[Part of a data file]
════════

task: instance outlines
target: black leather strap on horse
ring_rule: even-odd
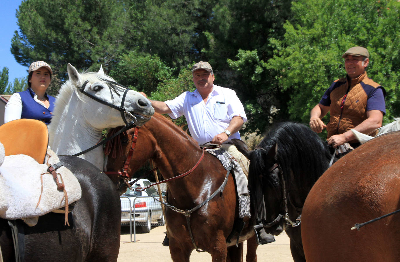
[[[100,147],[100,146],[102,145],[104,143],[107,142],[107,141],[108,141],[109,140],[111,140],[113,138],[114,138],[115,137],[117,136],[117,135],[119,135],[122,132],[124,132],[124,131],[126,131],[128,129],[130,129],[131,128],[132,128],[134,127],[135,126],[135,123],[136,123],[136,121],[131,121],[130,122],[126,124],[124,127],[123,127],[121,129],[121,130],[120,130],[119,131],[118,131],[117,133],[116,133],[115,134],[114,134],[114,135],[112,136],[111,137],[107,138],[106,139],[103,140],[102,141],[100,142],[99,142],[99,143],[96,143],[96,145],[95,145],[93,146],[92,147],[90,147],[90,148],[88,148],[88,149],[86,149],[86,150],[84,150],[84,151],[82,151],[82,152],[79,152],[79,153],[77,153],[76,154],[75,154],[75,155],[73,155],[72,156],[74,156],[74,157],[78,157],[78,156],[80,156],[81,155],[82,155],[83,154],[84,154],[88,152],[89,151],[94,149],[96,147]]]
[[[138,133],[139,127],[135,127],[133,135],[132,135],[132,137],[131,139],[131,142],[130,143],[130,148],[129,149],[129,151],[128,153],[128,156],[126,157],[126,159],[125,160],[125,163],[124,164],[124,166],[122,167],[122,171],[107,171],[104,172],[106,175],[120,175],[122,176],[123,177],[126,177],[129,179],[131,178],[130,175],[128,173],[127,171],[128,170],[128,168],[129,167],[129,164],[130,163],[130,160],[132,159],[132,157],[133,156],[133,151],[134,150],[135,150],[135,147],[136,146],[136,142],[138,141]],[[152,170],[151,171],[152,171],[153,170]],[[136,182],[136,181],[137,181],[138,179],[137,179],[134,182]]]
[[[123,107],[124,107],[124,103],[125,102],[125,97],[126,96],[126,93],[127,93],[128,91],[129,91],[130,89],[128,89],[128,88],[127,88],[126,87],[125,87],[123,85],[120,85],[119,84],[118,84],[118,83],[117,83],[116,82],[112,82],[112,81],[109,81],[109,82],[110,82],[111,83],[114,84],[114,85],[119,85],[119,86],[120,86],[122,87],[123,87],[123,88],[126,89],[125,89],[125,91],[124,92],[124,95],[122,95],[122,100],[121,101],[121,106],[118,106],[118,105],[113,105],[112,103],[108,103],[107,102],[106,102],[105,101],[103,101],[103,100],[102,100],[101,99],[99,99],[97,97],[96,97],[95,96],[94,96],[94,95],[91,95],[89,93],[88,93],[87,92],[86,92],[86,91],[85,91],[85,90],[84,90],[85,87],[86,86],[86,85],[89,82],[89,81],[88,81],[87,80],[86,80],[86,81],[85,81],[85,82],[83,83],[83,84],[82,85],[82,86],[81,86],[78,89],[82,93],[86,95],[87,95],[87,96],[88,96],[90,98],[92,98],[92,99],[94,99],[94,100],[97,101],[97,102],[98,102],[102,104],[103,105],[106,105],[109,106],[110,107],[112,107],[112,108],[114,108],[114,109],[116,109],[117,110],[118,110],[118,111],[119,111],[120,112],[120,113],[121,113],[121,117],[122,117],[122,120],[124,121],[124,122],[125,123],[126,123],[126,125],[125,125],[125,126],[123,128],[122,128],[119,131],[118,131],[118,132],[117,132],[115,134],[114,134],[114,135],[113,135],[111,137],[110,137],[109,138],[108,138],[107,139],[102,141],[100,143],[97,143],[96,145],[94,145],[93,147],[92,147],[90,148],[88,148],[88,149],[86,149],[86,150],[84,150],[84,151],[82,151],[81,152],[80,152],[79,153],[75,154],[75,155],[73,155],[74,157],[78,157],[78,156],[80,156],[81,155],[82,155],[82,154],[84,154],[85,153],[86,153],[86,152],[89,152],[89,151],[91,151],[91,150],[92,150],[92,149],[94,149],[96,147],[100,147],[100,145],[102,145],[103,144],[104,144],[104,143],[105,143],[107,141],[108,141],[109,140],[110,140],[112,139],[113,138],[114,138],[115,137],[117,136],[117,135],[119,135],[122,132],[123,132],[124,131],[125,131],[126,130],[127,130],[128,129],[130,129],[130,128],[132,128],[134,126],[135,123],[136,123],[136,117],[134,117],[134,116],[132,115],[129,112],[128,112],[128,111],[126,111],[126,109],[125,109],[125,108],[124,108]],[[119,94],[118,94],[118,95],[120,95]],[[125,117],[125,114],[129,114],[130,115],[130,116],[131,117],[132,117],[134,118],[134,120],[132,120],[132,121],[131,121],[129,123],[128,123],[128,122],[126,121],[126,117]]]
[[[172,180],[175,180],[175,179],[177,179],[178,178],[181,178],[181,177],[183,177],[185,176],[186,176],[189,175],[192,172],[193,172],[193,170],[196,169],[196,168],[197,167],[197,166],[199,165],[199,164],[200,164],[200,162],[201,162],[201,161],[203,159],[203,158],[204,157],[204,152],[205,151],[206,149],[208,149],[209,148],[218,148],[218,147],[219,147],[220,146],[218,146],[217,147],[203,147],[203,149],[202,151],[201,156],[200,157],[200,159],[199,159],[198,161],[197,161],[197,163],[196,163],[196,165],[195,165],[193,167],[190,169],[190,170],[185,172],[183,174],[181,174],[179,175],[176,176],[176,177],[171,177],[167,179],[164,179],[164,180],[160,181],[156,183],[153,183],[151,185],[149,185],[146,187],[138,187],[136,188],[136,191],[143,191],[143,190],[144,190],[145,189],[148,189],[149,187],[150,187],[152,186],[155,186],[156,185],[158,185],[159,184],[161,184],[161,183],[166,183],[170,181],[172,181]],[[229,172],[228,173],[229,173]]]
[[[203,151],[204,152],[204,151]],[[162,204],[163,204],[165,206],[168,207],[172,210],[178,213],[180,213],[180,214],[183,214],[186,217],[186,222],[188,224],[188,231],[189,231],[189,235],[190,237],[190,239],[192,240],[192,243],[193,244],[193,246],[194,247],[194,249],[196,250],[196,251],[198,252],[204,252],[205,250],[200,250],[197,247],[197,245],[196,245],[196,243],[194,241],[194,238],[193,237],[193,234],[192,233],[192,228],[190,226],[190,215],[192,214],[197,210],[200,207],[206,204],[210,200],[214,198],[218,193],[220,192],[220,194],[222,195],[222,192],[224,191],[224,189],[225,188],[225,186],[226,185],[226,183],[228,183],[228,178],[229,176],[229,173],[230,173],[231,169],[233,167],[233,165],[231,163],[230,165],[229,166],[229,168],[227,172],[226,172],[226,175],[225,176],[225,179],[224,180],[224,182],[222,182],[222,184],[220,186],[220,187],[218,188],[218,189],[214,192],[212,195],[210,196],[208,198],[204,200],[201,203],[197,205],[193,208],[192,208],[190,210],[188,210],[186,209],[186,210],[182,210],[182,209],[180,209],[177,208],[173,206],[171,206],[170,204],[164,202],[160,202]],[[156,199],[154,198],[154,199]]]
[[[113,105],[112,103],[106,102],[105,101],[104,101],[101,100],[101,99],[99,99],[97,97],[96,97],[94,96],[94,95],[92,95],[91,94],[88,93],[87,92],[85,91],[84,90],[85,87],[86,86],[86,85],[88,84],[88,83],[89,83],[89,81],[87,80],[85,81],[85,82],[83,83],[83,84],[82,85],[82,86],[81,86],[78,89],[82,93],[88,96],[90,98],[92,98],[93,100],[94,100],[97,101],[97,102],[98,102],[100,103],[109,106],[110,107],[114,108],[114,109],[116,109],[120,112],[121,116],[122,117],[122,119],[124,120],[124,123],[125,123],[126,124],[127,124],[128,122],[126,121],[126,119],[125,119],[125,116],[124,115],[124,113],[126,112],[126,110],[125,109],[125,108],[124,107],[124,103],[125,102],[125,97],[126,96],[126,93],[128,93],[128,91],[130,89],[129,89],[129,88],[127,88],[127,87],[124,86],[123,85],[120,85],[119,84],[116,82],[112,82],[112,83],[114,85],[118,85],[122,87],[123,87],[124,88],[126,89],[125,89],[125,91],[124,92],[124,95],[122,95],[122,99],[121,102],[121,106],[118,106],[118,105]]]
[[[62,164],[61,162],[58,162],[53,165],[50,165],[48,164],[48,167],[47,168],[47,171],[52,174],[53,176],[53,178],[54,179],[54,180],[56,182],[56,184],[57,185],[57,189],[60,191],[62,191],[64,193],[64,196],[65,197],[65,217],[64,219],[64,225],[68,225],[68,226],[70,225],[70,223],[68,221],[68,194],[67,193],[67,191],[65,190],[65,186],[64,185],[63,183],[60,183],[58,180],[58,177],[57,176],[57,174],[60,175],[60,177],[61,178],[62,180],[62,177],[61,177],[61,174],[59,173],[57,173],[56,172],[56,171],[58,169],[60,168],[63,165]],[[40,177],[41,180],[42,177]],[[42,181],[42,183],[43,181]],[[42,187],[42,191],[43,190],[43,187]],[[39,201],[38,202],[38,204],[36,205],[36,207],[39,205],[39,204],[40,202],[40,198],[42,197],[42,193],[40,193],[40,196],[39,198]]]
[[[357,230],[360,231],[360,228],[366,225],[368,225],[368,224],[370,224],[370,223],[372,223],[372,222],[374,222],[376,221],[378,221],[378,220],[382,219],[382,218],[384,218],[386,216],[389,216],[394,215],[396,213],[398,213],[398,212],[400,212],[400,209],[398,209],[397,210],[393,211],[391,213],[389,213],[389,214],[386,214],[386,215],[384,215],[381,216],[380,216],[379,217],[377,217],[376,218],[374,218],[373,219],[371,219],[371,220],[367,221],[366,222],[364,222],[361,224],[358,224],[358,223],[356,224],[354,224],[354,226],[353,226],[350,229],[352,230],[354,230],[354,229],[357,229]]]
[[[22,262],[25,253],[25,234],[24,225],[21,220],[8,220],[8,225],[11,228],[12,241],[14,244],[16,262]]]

════════

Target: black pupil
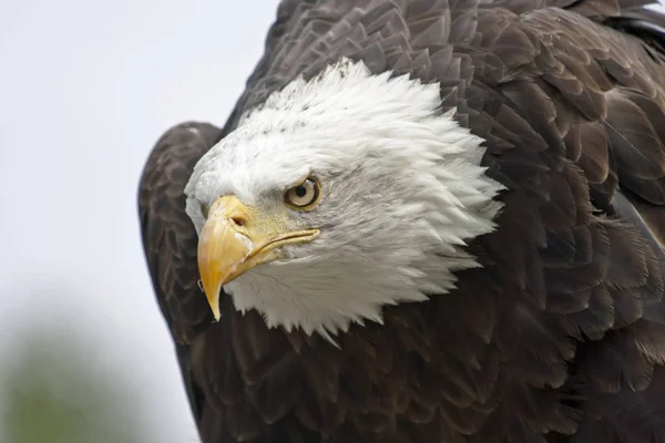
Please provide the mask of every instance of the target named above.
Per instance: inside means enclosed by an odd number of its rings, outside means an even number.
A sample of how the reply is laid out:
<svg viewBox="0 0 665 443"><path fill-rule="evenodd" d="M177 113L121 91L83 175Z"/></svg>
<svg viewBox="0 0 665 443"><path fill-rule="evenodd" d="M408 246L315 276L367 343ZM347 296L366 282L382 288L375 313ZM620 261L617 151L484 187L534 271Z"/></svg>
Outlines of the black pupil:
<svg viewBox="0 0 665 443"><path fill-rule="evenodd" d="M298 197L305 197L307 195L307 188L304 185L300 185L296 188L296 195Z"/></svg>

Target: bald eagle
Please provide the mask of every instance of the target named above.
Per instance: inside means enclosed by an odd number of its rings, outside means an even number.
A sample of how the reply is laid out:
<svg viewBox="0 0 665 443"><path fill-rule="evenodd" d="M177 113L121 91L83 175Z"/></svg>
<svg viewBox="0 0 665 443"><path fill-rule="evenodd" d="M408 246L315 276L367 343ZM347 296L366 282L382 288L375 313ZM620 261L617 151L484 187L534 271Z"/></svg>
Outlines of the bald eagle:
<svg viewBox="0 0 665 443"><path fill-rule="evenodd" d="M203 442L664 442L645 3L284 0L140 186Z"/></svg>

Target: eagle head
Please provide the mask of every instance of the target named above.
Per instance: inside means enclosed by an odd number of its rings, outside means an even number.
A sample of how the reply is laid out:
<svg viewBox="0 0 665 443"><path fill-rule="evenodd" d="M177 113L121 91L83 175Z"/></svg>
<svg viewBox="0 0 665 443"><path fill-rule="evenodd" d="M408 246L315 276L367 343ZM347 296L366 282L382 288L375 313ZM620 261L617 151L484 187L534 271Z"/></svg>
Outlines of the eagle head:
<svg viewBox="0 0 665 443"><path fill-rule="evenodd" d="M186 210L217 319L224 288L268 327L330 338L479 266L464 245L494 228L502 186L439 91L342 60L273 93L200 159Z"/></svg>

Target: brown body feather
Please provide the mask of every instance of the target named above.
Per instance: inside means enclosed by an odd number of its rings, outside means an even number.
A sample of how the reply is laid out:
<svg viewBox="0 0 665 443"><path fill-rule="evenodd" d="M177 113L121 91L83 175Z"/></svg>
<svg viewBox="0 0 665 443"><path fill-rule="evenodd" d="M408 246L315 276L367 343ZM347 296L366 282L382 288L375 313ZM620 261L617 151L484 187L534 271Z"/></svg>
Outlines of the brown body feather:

════════

● PROBLEM TO SOLVE
Reproduce the stretch of entries from the line containing "task: instance outlines" through the line containing "ring_rule: even-odd", keeping every character unchanged.

● RESULT
task: instance outlines
target: black leather strap on horse
ring_rule: even-odd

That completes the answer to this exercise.